> **ABOUT THIS TASK**
Set down exactly the stretch of lines below that opens at the line containing "looking at the photo above, point" and continues through the last line of the entries, and nothing else.

──────────

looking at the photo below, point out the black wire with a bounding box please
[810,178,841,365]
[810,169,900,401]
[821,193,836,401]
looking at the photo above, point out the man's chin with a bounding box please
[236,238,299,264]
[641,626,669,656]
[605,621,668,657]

──────────

> **ANSWER TO THIS PROBLEM**
looking at the photo above, point out the man's chin with a bounding box please
[236,238,299,264]
[641,626,669,656]
[605,621,668,657]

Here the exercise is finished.